[Position identification records]
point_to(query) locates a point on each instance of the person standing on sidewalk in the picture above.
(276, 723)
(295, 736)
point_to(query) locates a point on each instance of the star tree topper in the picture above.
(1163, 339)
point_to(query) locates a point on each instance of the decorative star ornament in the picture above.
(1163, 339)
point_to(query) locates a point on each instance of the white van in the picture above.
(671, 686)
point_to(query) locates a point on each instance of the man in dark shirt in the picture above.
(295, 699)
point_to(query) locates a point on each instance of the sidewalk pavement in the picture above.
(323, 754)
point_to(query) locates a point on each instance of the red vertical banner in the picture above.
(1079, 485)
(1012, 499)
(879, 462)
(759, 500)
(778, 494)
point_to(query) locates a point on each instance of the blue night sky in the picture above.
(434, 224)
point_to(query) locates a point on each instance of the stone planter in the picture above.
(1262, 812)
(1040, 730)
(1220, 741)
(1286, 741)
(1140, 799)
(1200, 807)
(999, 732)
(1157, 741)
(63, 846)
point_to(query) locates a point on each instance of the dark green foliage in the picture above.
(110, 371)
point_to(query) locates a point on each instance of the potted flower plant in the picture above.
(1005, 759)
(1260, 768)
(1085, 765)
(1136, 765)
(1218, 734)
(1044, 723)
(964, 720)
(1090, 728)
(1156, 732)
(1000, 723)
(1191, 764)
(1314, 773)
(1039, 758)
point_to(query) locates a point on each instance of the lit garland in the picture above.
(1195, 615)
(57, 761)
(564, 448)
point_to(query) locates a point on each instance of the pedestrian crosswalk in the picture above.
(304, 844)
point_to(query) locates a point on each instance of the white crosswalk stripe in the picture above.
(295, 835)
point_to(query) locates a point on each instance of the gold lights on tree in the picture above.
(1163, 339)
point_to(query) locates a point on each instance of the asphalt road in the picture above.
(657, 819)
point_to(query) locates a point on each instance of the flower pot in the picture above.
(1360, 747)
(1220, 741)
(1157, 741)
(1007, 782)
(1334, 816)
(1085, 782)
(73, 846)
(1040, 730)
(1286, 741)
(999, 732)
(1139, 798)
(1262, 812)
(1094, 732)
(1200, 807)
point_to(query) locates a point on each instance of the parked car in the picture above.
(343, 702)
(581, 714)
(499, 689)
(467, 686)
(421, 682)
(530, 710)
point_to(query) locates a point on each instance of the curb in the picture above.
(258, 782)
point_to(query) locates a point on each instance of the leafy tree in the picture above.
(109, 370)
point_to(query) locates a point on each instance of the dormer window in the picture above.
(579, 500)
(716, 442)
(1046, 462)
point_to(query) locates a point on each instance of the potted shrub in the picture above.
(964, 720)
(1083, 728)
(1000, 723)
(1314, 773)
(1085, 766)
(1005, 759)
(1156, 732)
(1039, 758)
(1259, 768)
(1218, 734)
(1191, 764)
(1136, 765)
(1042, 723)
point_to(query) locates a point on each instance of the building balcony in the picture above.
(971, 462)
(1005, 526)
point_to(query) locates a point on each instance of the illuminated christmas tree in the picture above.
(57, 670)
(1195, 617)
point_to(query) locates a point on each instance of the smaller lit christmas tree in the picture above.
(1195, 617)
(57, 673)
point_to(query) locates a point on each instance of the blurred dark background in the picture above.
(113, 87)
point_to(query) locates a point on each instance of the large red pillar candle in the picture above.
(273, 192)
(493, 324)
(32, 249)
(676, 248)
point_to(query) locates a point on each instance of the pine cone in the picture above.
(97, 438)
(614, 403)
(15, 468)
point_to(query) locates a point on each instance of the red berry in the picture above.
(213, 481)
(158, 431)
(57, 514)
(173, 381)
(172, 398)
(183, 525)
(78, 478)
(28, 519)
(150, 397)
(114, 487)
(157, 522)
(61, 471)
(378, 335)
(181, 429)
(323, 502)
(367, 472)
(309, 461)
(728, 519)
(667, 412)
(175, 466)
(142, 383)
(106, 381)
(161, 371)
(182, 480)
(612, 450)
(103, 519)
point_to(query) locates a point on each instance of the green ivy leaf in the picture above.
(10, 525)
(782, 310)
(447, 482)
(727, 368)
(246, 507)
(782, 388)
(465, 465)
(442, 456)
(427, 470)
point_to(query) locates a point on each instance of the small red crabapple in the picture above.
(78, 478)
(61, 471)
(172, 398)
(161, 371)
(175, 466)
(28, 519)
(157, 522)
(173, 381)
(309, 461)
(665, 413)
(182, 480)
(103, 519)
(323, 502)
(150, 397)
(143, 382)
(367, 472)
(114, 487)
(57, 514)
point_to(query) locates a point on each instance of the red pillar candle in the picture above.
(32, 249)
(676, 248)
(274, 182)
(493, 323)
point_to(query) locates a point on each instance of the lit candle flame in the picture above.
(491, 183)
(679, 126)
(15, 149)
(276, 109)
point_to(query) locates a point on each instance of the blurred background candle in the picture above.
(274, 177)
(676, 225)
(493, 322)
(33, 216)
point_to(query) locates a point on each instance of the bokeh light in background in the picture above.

**Direction**
Output the stretch of the data from the line containing "point_to(query) locates a point on each instance of the leafy" through the line containing "(1042, 723)", both included, reproducing each line verbatim.

**Full answer**
point_to(query) locates a point on each instance of the leafy tree in the picture above.
(109, 370)
point_to(query) locates a point on each instance of the dormer window in the picture above.
(579, 500)
(716, 442)
(1046, 462)
point_to(query) locates a point on each instance of the potted shrub in the picture above.
(964, 720)
(1083, 728)
(1000, 723)
(1314, 773)
(1085, 766)
(1005, 759)
(1156, 732)
(1039, 758)
(1259, 768)
(1218, 734)
(1191, 764)
(1136, 765)
(1042, 723)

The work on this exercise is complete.